- _What the exercise asks_:
Could you transcribe the lines below exactly as they appear, starting with the very first one and ending with the line that contains "[(820, 483), (813, 630)]", including that line?

- _Listed records_:
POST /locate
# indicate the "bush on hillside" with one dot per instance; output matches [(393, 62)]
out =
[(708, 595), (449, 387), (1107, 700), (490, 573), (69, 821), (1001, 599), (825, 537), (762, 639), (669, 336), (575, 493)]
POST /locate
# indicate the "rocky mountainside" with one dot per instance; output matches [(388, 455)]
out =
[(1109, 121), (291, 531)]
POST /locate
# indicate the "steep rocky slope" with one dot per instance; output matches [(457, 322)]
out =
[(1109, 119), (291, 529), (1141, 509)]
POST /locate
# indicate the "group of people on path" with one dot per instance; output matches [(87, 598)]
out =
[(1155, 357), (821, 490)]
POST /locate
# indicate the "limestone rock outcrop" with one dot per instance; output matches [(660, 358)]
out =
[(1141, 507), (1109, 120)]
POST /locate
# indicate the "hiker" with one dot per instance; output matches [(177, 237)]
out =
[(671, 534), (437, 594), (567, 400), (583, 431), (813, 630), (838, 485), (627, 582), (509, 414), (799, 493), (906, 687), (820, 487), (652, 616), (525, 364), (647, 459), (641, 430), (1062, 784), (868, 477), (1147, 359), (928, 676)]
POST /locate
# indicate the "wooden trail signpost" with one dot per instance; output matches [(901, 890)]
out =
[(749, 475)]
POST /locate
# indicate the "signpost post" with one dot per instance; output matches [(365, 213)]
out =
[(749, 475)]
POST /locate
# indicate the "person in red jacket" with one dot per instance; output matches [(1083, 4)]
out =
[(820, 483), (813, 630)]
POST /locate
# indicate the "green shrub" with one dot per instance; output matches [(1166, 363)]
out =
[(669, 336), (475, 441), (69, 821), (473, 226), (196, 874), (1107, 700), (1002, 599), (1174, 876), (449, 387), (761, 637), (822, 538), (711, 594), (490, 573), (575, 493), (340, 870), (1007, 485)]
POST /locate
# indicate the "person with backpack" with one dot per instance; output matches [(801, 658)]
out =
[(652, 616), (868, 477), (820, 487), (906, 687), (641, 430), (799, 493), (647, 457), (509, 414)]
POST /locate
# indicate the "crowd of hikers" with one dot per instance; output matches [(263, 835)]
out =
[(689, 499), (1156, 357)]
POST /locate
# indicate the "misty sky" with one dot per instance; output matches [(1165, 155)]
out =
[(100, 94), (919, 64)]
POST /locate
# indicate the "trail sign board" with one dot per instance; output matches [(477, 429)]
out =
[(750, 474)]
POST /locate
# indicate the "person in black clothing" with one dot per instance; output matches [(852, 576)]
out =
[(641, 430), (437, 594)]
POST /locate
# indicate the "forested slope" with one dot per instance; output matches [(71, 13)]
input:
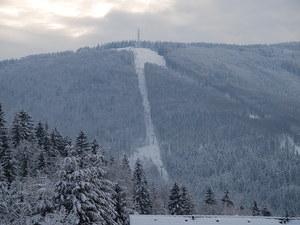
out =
[(90, 89)]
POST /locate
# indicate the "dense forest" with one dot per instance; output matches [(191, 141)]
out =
[(226, 118), (45, 178)]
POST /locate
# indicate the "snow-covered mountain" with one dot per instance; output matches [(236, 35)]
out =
[(220, 116)]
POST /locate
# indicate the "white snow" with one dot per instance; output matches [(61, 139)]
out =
[(253, 116), (206, 220), (150, 150)]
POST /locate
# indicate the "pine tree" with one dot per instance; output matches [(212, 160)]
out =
[(226, 199), (59, 144), (84, 193), (119, 198), (125, 163), (9, 164), (187, 205), (4, 196), (95, 147), (40, 133), (82, 145), (255, 209), (3, 133), (175, 204), (210, 197), (141, 194), (265, 211), (22, 128)]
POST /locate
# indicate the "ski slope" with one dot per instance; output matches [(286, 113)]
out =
[(151, 150), (206, 220)]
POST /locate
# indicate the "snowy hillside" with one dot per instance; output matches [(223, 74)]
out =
[(151, 150), (206, 220)]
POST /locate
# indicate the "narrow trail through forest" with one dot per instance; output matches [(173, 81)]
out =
[(151, 150)]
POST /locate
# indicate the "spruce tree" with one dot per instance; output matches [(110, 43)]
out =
[(40, 133), (255, 209), (119, 198), (187, 205), (83, 192), (175, 204), (22, 128), (210, 197), (226, 199), (4, 196), (141, 193), (265, 211)]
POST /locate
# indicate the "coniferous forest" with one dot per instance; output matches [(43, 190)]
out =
[(226, 117), (46, 178)]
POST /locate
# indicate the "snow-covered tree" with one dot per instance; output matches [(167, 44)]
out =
[(84, 193), (226, 201), (22, 128), (265, 211), (187, 205), (255, 209), (119, 198), (210, 197), (175, 204), (141, 193), (4, 197)]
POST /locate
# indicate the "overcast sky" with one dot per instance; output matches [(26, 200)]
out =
[(42, 26)]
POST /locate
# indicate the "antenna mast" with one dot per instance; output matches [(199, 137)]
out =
[(138, 40)]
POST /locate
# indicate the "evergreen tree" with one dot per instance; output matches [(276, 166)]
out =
[(226, 199), (59, 144), (119, 198), (175, 205), (22, 128), (265, 211), (4, 196), (9, 164), (141, 194), (3, 134), (95, 147), (40, 133), (210, 197), (125, 163), (255, 209), (187, 205), (84, 193), (82, 145)]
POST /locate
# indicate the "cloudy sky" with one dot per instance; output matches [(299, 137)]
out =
[(42, 26)]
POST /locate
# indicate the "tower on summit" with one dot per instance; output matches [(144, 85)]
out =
[(138, 37)]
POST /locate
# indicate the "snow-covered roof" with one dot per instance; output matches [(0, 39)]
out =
[(206, 220)]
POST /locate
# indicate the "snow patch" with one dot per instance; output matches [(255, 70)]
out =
[(253, 116), (206, 220), (151, 150)]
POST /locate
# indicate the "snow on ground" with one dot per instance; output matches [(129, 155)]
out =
[(253, 116), (151, 150), (206, 220)]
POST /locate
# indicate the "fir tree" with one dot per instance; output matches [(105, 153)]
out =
[(255, 209), (210, 197), (119, 198), (22, 128), (187, 205), (125, 163), (4, 196), (226, 199), (95, 147), (175, 204), (9, 164), (40, 133), (84, 193), (265, 211), (141, 194)]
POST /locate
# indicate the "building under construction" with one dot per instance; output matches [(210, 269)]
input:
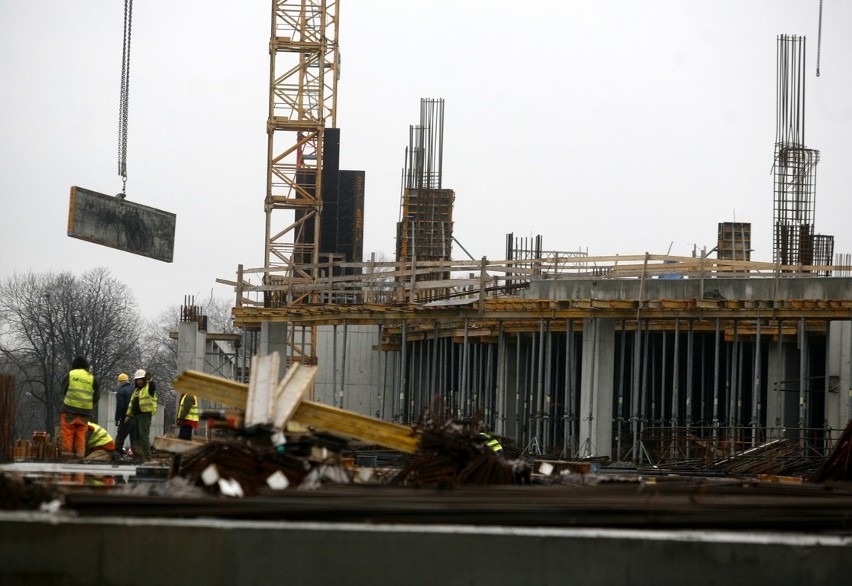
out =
[(663, 367), (636, 358)]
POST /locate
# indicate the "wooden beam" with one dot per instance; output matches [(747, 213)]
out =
[(357, 426), (316, 415)]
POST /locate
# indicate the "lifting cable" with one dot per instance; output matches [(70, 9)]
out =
[(124, 98), (819, 36)]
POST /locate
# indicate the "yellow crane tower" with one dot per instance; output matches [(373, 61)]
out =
[(303, 74)]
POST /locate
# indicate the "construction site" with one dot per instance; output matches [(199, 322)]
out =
[(659, 416)]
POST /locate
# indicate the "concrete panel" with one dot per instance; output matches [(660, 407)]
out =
[(39, 548), (125, 225), (596, 387)]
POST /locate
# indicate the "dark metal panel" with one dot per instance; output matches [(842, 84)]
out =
[(124, 225)]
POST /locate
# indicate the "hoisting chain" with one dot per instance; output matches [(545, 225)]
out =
[(819, 36), (124, 97)]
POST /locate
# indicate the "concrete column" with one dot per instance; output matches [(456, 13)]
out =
[(507, 397), (273, 338), (782, 384), (596, 386), (191, 347), (839, 408)]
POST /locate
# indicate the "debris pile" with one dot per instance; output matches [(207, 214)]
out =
[(20, 493), (838, 466), (780, 457), (236, 467), (42, 447), (451, 456)]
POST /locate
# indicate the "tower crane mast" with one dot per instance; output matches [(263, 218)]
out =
[(303, 74)]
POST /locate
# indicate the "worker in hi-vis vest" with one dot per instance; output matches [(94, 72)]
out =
[(187, 417), (143, 405), (81, 396)]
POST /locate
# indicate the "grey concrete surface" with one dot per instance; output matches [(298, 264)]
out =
[(43, 548)]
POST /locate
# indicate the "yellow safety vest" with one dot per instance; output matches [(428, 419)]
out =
[(492, 443), (193, 411), (147, 402), (81, 389), (97, 436)]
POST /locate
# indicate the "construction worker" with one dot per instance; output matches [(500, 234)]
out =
[(122, 400), (81, 395), (187, 417), (98, 440), (143, 405), (491, 442)]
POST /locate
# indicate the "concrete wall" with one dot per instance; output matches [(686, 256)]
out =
[(354, 374), (742, 289), (39, 548)]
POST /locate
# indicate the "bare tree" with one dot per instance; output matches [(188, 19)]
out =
[(46, 319)]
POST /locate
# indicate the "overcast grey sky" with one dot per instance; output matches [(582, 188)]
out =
[(619, 127)]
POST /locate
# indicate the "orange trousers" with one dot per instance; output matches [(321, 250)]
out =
[(73, 429)]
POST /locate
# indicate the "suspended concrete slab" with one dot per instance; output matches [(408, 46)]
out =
[(121, 224)]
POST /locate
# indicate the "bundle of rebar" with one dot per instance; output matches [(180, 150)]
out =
[(779, 457), (240, 462), (838, 466), (451, 456)]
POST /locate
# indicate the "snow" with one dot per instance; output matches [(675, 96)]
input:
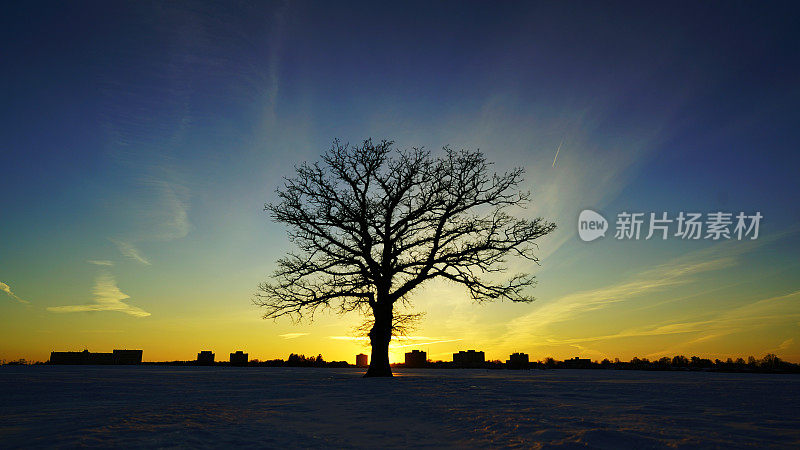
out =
[(150, 406)]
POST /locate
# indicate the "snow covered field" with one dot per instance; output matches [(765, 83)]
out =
[(275, 407)]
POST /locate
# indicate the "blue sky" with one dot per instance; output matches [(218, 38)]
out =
[(147, 137)]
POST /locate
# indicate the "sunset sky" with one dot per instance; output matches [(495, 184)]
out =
[(139, 142)]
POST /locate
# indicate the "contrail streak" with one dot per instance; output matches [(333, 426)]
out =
[(559, 149)]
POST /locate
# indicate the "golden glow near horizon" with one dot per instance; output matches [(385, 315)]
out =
[(684, 306)]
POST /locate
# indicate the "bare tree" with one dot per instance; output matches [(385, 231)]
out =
[(371, 224)]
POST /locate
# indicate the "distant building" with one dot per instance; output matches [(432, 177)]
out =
[(127, 356), (577, 363), (416, 358), (239, 358), (87, 357), (518, 361), (205, 357), (469, 358)]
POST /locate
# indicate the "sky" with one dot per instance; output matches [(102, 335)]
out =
[(139, 142)]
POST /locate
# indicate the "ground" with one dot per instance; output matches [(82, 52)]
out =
[(150, 406)]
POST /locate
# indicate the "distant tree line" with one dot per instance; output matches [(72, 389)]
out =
[(770, 363)]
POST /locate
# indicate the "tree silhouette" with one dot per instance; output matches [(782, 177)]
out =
[(372, 223)]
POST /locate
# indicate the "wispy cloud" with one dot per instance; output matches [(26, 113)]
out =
[(7, 289), (107, 297), (680, 271), (293, 335), (101, 262), (129, 250), (569, 306)]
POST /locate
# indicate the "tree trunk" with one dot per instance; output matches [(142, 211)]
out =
[(380, 336)]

- _Response to the task_:
POST /locate
# indicate the "bush on hillside" with one dot per instance; output matches [(393, 62)]
out =
[(708, 595), (449, 387), (1107, 700), (490, 573), (69, 821), (1001, 599), (825, 537), (762, 639), (669, 336), (575, 493)]
POST /locate
# indicate the "rocky mountainside" with one dot per instance; output matches [(388, 455)]
out =
[(1109, 121), (291, 531)]
POST /locate
# indicate the "steep rocky slope" with one dot per instance; output matches [(457, 322)]
out =
[(1109, 119), (291, 529), (1141, 509)]
POST /locate
# indicate the "group of people on path" with one dot per instance; output matches [(87, 598)]
out =
[(1155, 357), (821, 490)]
POST /locate
# indicate the "limestone rock outcrop" with one dot per instance; output matches [(660, 358)]
out =
[(1141, 507), (1109, 120)]
POST /locate
# indicate the "hiker" with one dot per instance; output matches [(177, 237)]
out =
[(671, 534), (437, 594), (567, 400), (583, 431), (813, 630), (838, 485), (627, 582), (509, 414), (799, 493), (906, 687), (820, 487), (652, 616), (525, 364), (647, 459), (641, 430), (1062, 784), (868, 477), (1147, 359), (928, 676)]
POST /locate
# indicate the "wooden trail signpost" with one dot per instance; output matches [(901, 890)]
out =
[(749, 475)]
POST /locate
# indicate the "signpost post" with one dot per instance; output matches [(365, 213)]
out =
[(749, 475)]
POST /locate
# indicate the "person in red jacket" with one dot per instance; output matches [(1083, 4)]
out =
[(820, 483), (813, 630)]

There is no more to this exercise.